● **Lesetext**

◆ ◆ ◆ ◆ ◆ ◆ ◆

HIER KOMMEN SELBST HARDROCKER INS SCHLEUDERN
An seinem Arbeitsplatz in den zentralen Verwaltungsgebäuden präsentiert Rösch ein Foto eines Flakgeschosses aus dem Zweiten Weltkrieg. „Davon haben wir rund 2.000 gefunden, bevor wir die neue lange Gerade bauten“. Auch das gehöre mittlerweile zum Alltagsgeschäft in Dudenhofen: Vor jeder neuen Erdbewegung muss der Kampfmittelräumdienst verständigt werden, der das anvisierte Gelände erst einmal auf solche Überbleibsel untersucht – „und dafür sind wir auch sehr dankbar.“
In seinen 25 Jahren in der Zukunftswerkstatt hat Rösch schon einiges an Prominenz begrüßt. Der Boxer Axel Schulz schaute ebenso vorbei wie die US-amerikanischen Schwermetallrocker der Band „Papa Roach“, die mit dem damaligen Opel-Fahrer der Deutschen Tourenwagen-Masters (DTM), Timo Scheider, übers Skidpad schleuderten.

◆ ◆ ◆ ◆ ◆ ◆ ◆

● **Arbeitsauftrag**
Schreiben Sie den Abschnitt des Lesetextes von „HIER KOMMEN SELBST“ bis „übers Skidpad schleuderten.“ wortgetreu ab. Die Zeilen braucht man für die Bearbeitung nicht.

◆ ◆ ◆ ◆ ◆ ◆ ◆

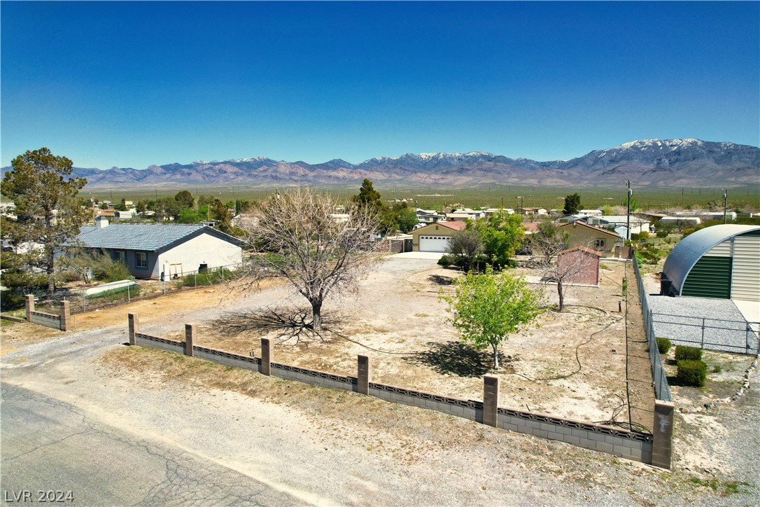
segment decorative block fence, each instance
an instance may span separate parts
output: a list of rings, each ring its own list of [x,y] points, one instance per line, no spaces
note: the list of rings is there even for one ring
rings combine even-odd
[[[163,349],[218,364],[250,369],[264,375],[321,387],[355,391],[392,403],[438,410],[494,427],[550,440],[559,440],[643,463],[657,465],[653,456],[661,455],[663,449],[660,448],[663,446],[667,447],[667,455],[670,455],[670,438],[667,441],[663,440],[664,436],[657,428],[654,434],[649,434],[563,419],[537,412],[499,407],[499,378],[492,375],[483,377],[483,401],[462,400],[373,382],[371,360],[366,356],[358,356],[356,377],[344,376],[274,363],[271,344],[267,339],[261,340],[263,359],[259,359],[194,344],[195,326],[191,324],[185,325],[185,341],[182,342],[139,332],[138,315],[135,314],[128,314],[128,323],[130,345]],[[655,411],[654,422],[657,426],[659,420],[657,410]]]
[[[71,322],[71,312],[69,309],[68,301],[63,301],[61,305],[60,315],[54,315],[51,313],[43,313],[34,311],[34,296],[29,294],[26,301],[27,317],[26,321],[31,324],[37,324],[53,329],[66,331],[69,322]]]

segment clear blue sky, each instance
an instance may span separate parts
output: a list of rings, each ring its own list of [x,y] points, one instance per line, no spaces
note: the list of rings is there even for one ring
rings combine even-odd
[[[760,144],[760,3],[2,2],[2,163]]]

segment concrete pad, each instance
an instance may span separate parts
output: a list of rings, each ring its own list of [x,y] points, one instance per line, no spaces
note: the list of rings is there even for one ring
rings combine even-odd
[[[445,254],[442,252],[404,252],[391,255],[391,258],[423,258],[437,261]]]
[[[748,322],[760,322],[760,303],[731,299]],[[756,326],[755,326],[756,327]]]

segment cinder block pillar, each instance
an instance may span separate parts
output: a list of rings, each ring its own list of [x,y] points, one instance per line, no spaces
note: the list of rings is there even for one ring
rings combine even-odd
[[[68,328],[68,323],[71,322],[71,309],[69,308],[68,301],[61,303],[61,319],[59,328],[61,331],[66,331]]]
[[[486,375],[483,378],[483,423],[499,426],[499,377]]]
[[[185,325],[185,355],[192,357],[192,346],[195,343],[195,325]]]
[[[138,314],[128,313],[127,317],[129,319],[129,344],[137,345],[138,342],[135,339],[135,333],[138,332]]]
[[[652,429],[652,464],[670,470],[673,454],[673,415],[675,406],[669,401],[654,401]]]
[[[272,372],[272,346],[268,338],[261,338],[261,373],[271,375]]]
[[[356,391],[363,395],[369,394],[369,382],[372,381],[372,362],[366,356],[359,356],[357,360]]]
[[[27,322],[32,322],[32,312],[34,311],[34,295],[27,294]]]

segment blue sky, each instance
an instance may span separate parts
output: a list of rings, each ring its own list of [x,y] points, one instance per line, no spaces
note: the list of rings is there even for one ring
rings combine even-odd
[[[2,163],[760,144],[760,3],[0,4]]]

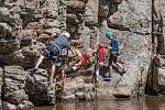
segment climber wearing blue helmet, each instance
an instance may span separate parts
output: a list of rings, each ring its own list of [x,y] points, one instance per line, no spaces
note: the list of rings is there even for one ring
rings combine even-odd
[[[117,62],[119,56],[119,40],[118,40],[119,33],[114,33],[113,35],[111,31],[107,30],[106,36],[110,40],[110,45],[108,46],[108,48],[110,50],[109,74],[107,74],[106,76],[109,77],[111,76],[112,63],[114,63],[118,67],[120,67],[123,73],[125,73],[125,69],[122,67],[122,65]]]
[[[110,31],[110,30],[106,30],[106,36],[108,37],[108,38],[112,38],[112,32]]]

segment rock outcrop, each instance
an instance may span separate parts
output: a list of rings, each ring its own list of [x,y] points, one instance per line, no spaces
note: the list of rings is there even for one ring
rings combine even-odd
[[[153,91],[164,94],[164,0],[1,0],[0,100],[3,109],[53,105],[56,99],[92,100],[96,91],[131,97],[139,92],[142,77],[147,74],[146,90],[154,88]],[[107,29],[120,36],[118,61],[127,68],[124,75],[114,69],[108,85],[103,79],[94,84],[94,73],[84,68],[65,82],[63,89],[55,90],[53,86],[50,90],[46,65],[35,73],[31,70],[52,33],[68,31],[72,45],[84,53],[96,51],[98,42],[108,43]],[[68,61],[72,56],[69,52]],[[106,59],[107,65],[108,57]],[[153,81],[155,84],[151,84]]]
[[[28,73],[19,66],[4,67],[4,81],[3,81],[3,109],[30,109],[33,103],[29,101],[29,96],[24,91],[25,77]],[[12,109],[14,110],[14,109]]]

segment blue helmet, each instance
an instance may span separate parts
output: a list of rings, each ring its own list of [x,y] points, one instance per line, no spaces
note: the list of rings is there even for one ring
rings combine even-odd
[[[113,35],[112,32],[110,30],[106,30],[106,36],[108,37],[108,36],[111,36],[111,35]]]

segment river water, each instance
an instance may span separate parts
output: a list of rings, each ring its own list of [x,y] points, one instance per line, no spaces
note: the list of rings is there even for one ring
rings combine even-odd
[[[37,107],[35,110],[165,110],[165,96],[134,99],[105,99],[92,102],[63,103]]]

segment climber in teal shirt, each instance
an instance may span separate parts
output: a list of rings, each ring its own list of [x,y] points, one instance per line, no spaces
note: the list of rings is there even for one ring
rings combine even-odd
[[[110,48],[110,57],[109,57],[109,75],[107,76],[111,76],[112,74],[112,64],[114,63],[118,67],[120,67],[122,69],[123,73],[125,73],[127,70],[124,69],[124,67],[118,63],[118,56],[119,56],[119,40],[118,40],[118,34],[116,33],[113,35],[113,33],[111,31],[106,31],[106,36],[110,40],[110,45],[108,46]]]

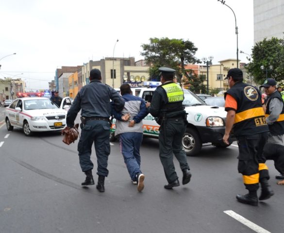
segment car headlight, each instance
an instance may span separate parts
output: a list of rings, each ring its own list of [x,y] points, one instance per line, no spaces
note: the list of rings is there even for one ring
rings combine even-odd
[[[206,126],[215,127],[224,126],[223,119],[219,116],[209,116],[206,119]]]
[[[44,120],[44,116],[32,116],[31,117],[32,120]]]

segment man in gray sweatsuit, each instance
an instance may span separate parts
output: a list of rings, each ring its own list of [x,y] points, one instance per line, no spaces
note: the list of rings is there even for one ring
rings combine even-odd
[[[137,184],[139,192],[144,187],[145,176],[141,171],[140,147],[143,139],[142,120],[148,114],[145,101],[140,97],[133,96],[129,84],[122,84],[120,94],[125,101],[124,108],[120,112],[112,109],[112,114],[117,119],[115,135],[119,135],[121,153],[124,158],[129,175],[133,182]],[[130,115],[128,121],[123,117]]]

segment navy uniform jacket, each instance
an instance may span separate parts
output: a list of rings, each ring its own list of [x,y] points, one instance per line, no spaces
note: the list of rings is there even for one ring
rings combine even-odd
[[[72,127],[78,113],[86,117],[109,118],[111,116],[110,100],[114,107],[120,112],[124,106],[124,100],[117,91],[99,80],[92,80],[84,86],[77,95],[66,118],[67,126]]]

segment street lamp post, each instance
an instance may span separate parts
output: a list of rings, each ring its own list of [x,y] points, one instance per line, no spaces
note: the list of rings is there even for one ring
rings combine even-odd
[[[115,88],[115,49],[116,48],[116,45],[117,45],[117,43],[118,42],[118,39],[117,40],[116,43],[115,44],[115,46],[114,47],[114,52],[113,52],[113,88]]]
[[[247,56],[247,59],[248,59],[249,60],[249,61],[250,62],[251,62],[251,56],[248,53],[246,53],[245,52],[244,52],[243,51],[242,51],[241,50],[240,51],[240,53],[244,53],[244,54],[246,54],[248,56],[249,56],[250,57],[248,57]],[[250,78],[251,79],[251,74],[250,75]]]
[[[238,27],[236,26],[236,18],[235,17],[235,15],[234,14],[234,11],[233,10],[233,9],[232,9],[230,6],[229,6],[228,5],[227,5],[225,3],[225,1],[224,1],[223,0],[218,0],[218,1],[220,1],[223,5],[225,5],[227,6],[228,6],[228,7],[229,7],[230,9],[231,9],[231,10],[232,10],[232,11],[233,12],[233,14],[234,14],[234,22],[235,22],[235,34],[236,35],[236,37],[237,37],[237,68],[239,67],[239,49],[238,49]]]
[[[260,68],[263,71],[266,71],[266,79],[267,78],[267,71],[269,70],[272,70],[273,69],[273,67],[272,66],[269,66],[269,68],[266,68],[264,67],[264,66],[262,66],[260,67]]]
[[[0,61],[1,61],[3,58],[5,58],[5,57],[8,57],[9,56],[12,56],[12,55],[16,55],[16,53],[14,52],[12,54],[6,55],[6,56],[4,56],[3,57],[0,58]],[[0,65],[0,69],[1,68],[1,65]]]
[[[211,61],[213,60],[214,57],[212,56],[209,56],[207,59],[207,57],[202,57],[201,59],[203,63],[206,64],[206,67],[207,68],[207,95],[209,94],[209,65],[212,65],[212,63]]]

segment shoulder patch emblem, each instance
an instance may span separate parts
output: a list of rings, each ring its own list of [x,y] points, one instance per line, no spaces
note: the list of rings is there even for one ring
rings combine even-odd
[[[246,86],[244,88],[246,97],[252,101],[255,101],[258,98],[258,93],[254,87],[251,86]]]

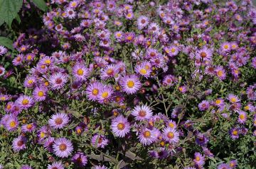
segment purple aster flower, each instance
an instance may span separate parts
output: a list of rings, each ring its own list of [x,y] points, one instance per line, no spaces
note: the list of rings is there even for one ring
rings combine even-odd
[[[85,166],[87,163],[87,156],[81,152],[75,153],[72,158],[72,161],[80,167]]]
[[[97,81],[89,84],[85,91],[88,100],[95,101],[103,85]]]
[[[59,138],[54,141],[53,152],[58,157],[68,157],[71,154],[73,146],[71,141],[66,138]]]
[[[237,95],[233,94],[228,94],[228,99],[231,103],[240,102],[240,100]]]
[[[204,46],[201,49],[197,51],[196,58],[203,62],[210,61],[213,57],[213,51],[211,49]]]
[[[238,111],[238,122],[240,124],[245,124],[247,120],[247,114],[245,112],[240,110]]]
[[[65,83],[68,81],[66,75],[56,73],[50,76],[49,83],[53,90],[60,89],[64,87]]]
[[[222,163],[218,165],[218,169],[231,169],[231,168],[225,163]]]
[[[100,88],[99,95],[97,95],[97,100],[100,103],[108,103],[113,94],[113,89],[110,86],[104,86]]]
[[[157,133],[156,133],[156,129],[149,129],[147,128],[143,128],[139,131],[139,141],[144,146],[150,145],[155,142],[157,139]]]
[[[36,101],[43,101],[46,98],[47,91],[46,87],[36,87],[33,91],[33,98]]]
[[[134,75],[127,75],[120,80],[120,85],[125,93],[129,95],[136,93],[142,87],[139,78]]]
[[[141,16],[137,19],[138,28],[142,30],[149,24],[149,18],[146,16]]]
[[[210,107],[210,103],[207,100],[203,100],[198,104],[199,110],[201,111],[207,110]]]
[[[6,48],[5,48],[3,46],[0,46],[0,56],[3,56],[4,54],[5,54],[6,53],[7,53],[7,49]]]
[[[103,165],[96,165],[95,169],[108,169],[108,168]]]
[[[52,164],[48,164],[47,169],[64,169],[64,165],[61,162],[54,162]]]
[[[34,123],[29,123],[27,124],[23,124],[21,126],[21,131],[23,132],[32,132],[36,127],[36,124]]]
[[[19,151],[21,150],[26,148],[26,143],[27,139],[23,136],[19,136],[17,138],[14,139],[12,142],[12,148],[14,151]]]
[[[49,125],[53,129],[62,129],[68,124],[69,118],[65,113],[57,113],[49,120]]]
[[[104,148],[108,144],[109,141],[104,135],[95,134],[92,138],[92,145],[97,148]]]
[[[10,115],[4,122],[4,127],[10,132],[16,130],[18,127],[18,117],[14,115]]]
[[[21,169],[33,169],[33,168],[31,168],[28,165],[23,165],[21,167]]]
[[[238,129],[234,127],[229,131],[229,134],[233,139],[237,139],[239,138],[240,132]]]
[[[195,153],[195,158],[193,161],[199,166],[203,166],[205,163],[205,158],[204,156],[198,152]]]
[[[137,105],[131,113],[137,120],[149,120],[153,115],[152,110],[147,105]]]
[[[199,133],[196,138],[196,143],[200,146],[204,146],[207,144],[207,143],[209,141],[209,139],[201,133]]]
[[[179,134],[175,129],[166,127],[163,130],[163,139],[171,144],[176,144],[179,141]]]
[[[33,105],[33,101],[31,97],[24,95],[20,96],[16,103],[22,109],[28,109]]]
[[[127,118],[119,115],[112,121],[111,128],[113,133],[118,137],[124,137],[129,132],[131,126]]]
[[[2,67],[1,65],[0,65],[0,76],[3,76],[5,73],[5,69],[4,67]]]
[[[225,78],[225,71],[222,66],[218,66],[215,69],[215,72],[216,73],[217,77],[220,80],[224,80]]]
[[[14,66],[21,65],[22,62],[23,61],[24,55],[23,54],[19,54],[16,57],[13,61],[12,63]]]
[[[86,81],[89,76],[89,70],[82,64],[76,64],[73,68],[73,75],[78,81]]]
[[[230,168],[235,168],[238,165],[237,160],[233,160],[229,162],[229,165]]]
[[[54,144],[55,139],[53,137],[49,136],[43,141],[43,147],[46,148],[50,152],[52,152],[53,150],[53,145]]]

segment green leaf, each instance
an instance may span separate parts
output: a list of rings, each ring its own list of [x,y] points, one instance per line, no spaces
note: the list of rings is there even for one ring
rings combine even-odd
[[[44,0],[32,0],[33,4],[41,10],[46,11],[47,10],[47,5]]]
[[[11,27],[21,8],[22,3],[22,0],[0,0],[0,21],[5,21]]]
[[[0,45],[4,46],[10,49],[14,50],[14,49],[12,45],[13,42],[10,39],[2,36],[0,37]]]

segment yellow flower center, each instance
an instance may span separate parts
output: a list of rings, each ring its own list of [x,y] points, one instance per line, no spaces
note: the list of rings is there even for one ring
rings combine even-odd
[[[105,92],[102,93],[102,96],[103,98],[107,98],[108,95],[109,95],[108,92],[105,91]]]
[[[98,89],[97,89],[97,88],[94,88],[93,90],[92,90],[92,95],[97,95],[98,93],[99,93],[99,90]]]
[[[217,71],[217,75],[218,76],[222,76],[223,75],[223,72],[222,71]]]
[[[43,95],[43,91],[39,91],[38,93],[38,95],[39,97],[42,97]]]
[[[149,131],[145,131],[144,133],[143,133],[143,136],[146,138],[149,138],[150,136],[151,136],[151,133]]]
[[[122,122],[120,122],[117,124],[117,129],[119,130],[123,130],[124,129],[124,124]]]
[[[15,121],[11,121],[11,122],[10,122],[10,127],[11,127],[11,128],[15,127],[16,127],[16,123]]]
[[[23,99],[23,100],[22,100],[22,105],[28,105],[28,103],[29,103],[29,101],[28,101],[28,99],[26,99],[26,98],[25,98],[25,99]]]
[[[133,81],[127,81],[127,86],[129,88],[133,88],[134,86],[134,82]]]
[[[171,132],[168,132],[167,136],[169,139],[174,139],[174,134]]]
[[[141,74],[146,74],[146,70],[145,69],[142,69],[139,70],[139,73]]]
[[[77,71],[77,74],[79,75],[79,76],[82,76],[83,74],[83,70],[82,69],[79,69],[78,71]]]
[[[30,79],[30,80],[28,81],[28,84],[32,84],[33,82],[33,81],[32,79]]]

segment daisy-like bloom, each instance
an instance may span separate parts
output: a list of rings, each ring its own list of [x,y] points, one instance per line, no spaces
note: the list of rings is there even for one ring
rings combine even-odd
[[[45,87],[36,87],[33,91],[33,98],[36,101],[43,101],[46,100],[47,95],[47,88]]]
[[[164,86],[172,86],[176,81],[177,80],[176,79],[174,76],[169,74],[164,76],[163,83]]]
[[[5,48],[3,46],[0,46],[0,56],[3,56],[4,54],[5,54],[6,53],[7,53],[7,49],[6,48]]]
[[[140,64],[137,64],[135,66],[135,71],[136,73],[140,74],[142,76],[146,78],[149,77],[150,74],[151,73],[151,64],[150,63],[143,62]]]
[[[26,61],[27,62],[31,62],[31,61],[33,61],[33,59],[35,58],[36,55],[33,53],[29,53],[29,54],[26,54],[25,56],[25,59]]]
[[[199,166],[203,166],[206,161],[204,156],[198,152],[196,152],[194,156],[195,158],[193,159],[193,161],[196,163],[196,164]]]
[[[210,107],[210,103],[207,100],[203,100],[198,104],[198,108],[201,111],[205,111],[208,110]]]
[[[179,134],[175,129],[166,127],[163,130],[163,139],[171,144],[176,144],[179,140]]]
[[[21,131],[23,132],[32,132],[33,130],[34,130],[36,127],[36,124],[34,123],[30,123],[27,124],[24,124],[21,126]]]
[[[138,28],[142,30],[149,24],[149,18],[146,16],[141,16],[137,19]]]
[[[120,80],[120,85],[125,93],[129,95],[136,93],[142,87],[139,78],[134,75],[127,75]]]
[[[64,165],[61,162],[54,162],[52,164],[48,164],[47,169],[64,169]]]
[[[118,73],[118,69],[116,65],[111,64],[107,66],[100,71],[100,78],[102,80],[107,80],[111,77],[115,77]]]
[[[83,64],[76,64],[73,68],[73,75],[78,81],[86,81],[89,70]]]
[[[104,86],[99,92],[97,100],[100,103],[108,103],[113,94],[113,89],[110,86]]]
[[[222,163],[218,165],[218,169],[231,169],[231,168],[225,163]]]
[[[95,169],[108,169],[105,165],[96,165]]]
[[[240,102],[238,97],[234,94],[228,94],[228,99],[231,103]]]
[[[57,113],[49,120],[49,125],[53,129],[62,129],[68,124],[69,118],[65,113]]]
[[[177,127],[177,124],[174,120],[171,120],[166,123],[167,127],[171,129],[176,129]]]
[[[215,69],[215,72],[216,73],[217,77],[220,80],[224,80],[225,78],[225,71],[222,66],[218,66]]]
[[[16,57],[13,61],[12,63],[14,66],[21,65],[24,58],[24,55],[23,54],[19,54]]]
[[[149,120],[152,117],[152,110],[147,105],[137,105],[131,113],[137,120]]]
[[[95,101],[103,85],[97,81],[89,84],[85,91],[88,100]]]
[[[7,104],[4,108],[4,110],[6,112],[10,112],[13,111],[14,108],[14,103],[9,102],[9,103],[7,103]]]
[[[43,147],[46,148],[50,152],[53,152],[53,145],[54,143],[54,140],[55,140],[55,139],[51,136],[46,138],[43,141]]]
[[[157,139],[157,134],[155,130],[143,128],[139,134],[139,141],[144,146],[150,145],[155,142]]]
[[[213,51],[211,49],[204,46],[202,49],[198,50],[196,54],[196,58],[203,62],[210,61],[213,57]]]
[[[21,169],[33,169],[33,168],[31,168],[28,165],[23,165],[21,167]]]
[[[187,88],[186,86],[181,86],[178,88],[178,90],[182,93],[185,93],[187,91]]]
[[[238,122],[240,124],[245,124],[247,120],[247,114],[245,112],[240,110],[238,112],[239,116],[238,116]]]
[[[111,128],[113,133],[118,137],[124,137],[129,132],[131,126],[127,118],[119,115],[112,121]]]
[[[85,166],[87,163],[87,156],[81,152],[78,152],[72,158],[72,161],[80,167]]]
[[[0,66],[0,76],[3,76],[5,73],[5,69],[4,67],[2,67]]]
[[[19,151],[21,150],[26,148],[26,143],[27,139],[23,136],[19,136],[16,138],[12,142],[12,148],[14,151]]]
[[[223,107],[224,105],[224,100],[222,98],[217,98],[215,102],[213,103],[213,105],[218,106],[218,107]]]
[[[54,141],[53,152],[58,157],[68,157],[73,151],[71,141],[66,138],[59,138]]]
[[[16,116],[11,115],[4,124],[6,129],[12,132],[17,129],[18,126],[18,120]]]
[[[235,168],[238,165],[238,161],[236,160],[233,160],[229,162],[229,165],[231,168]]]
[[[240,132],[238,129],[234,127],[229,131],[229,134],[233,139],[237,139],[239,138]]]
[[[92,145],[97,148],[104,148],[108,144],[108,139],[104,135],[96,134],[92,138]]]
[[[167,54],[169,57],[175,57],[178,54],[179,49],[178,48],[178,47],[175,46],[175,45],[171,45],[170,47],[168,47],[168,49],[165,50],[167,52]]]
[[[32,98],[26,95],[20,96],[16,103],[22,109],[28,109],[33,104]]]
[[[225,42],[220,45],[220,51],[223,52],[228,52],[230,51],[231,45],[230,42]]]
[[[49,78],[49,83],[53,90],[63,88],[67,81],[67,76],[61,73],[56,73],[51,75]]]

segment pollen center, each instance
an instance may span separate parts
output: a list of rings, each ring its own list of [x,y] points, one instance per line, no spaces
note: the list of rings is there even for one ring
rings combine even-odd
[[[133,88],[134,86],[134,82],[133,81],[127,81],[127,86],[128,88]]]
[[[117,124],[117,129],[118,129],[119,130],[123,130],[123,129],[124,129],[124,123],[122,123],[122,122],[119,123],[119,124]]]
[[[65,144],[61,144],[59,146],[60,151],[65,151],[67,149],[67,145]]]

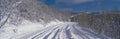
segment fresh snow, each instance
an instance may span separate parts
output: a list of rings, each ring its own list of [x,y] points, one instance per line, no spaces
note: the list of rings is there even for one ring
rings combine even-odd
[[[1,34],[0,39],[109,39],[73,22],[50,22],[47,25],[24,21],[15,33]]]

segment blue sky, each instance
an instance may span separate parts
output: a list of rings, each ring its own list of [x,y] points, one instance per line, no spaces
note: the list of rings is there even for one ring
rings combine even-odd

◆ ◆ ◆ ◆ ◆ ◆ ◆

● **Bearbeitete Aufgabe**
HIER KOMMEN SELBST HARDROCKER INS SCHLEUDERN
An seinem Arbeitsplatz in den zentralen Verwaltungsgebäuden präsentiert Rösch ein Foto eines Flakgeschosses aus dem Zweiten Weltkrieg. „Davon haben wir rund 2.000 gefunden, bevor wir die neue lange Gerade bauten“. Auch das gehöre mittlerweile zum Alltagsgeschäft in Dudenhofen: Vor jeder neuen Erdbewegung muss der Kampfmittelräumdienst verständigt werden, der das anvisierte Gelände erst einmal auf solche Überbleibsel untersucht – „und dafür sind wir auch sehr dankbar.“
In seinen 25 Jahren in der Zukunftswerkstatt hat Rösch schon einiges an Prominenz begrüßt. Der Boxer Axel Schulz schaute ebenso vorbei wie die US-amerikanischen Schwermetallrocker der Band „Papa Roach“, die mit dem damaligen Opel-Fahrer der Deutschen Tourenwagen-Masters (DTM), Timo Scheider, übers Skidpad schleuderten.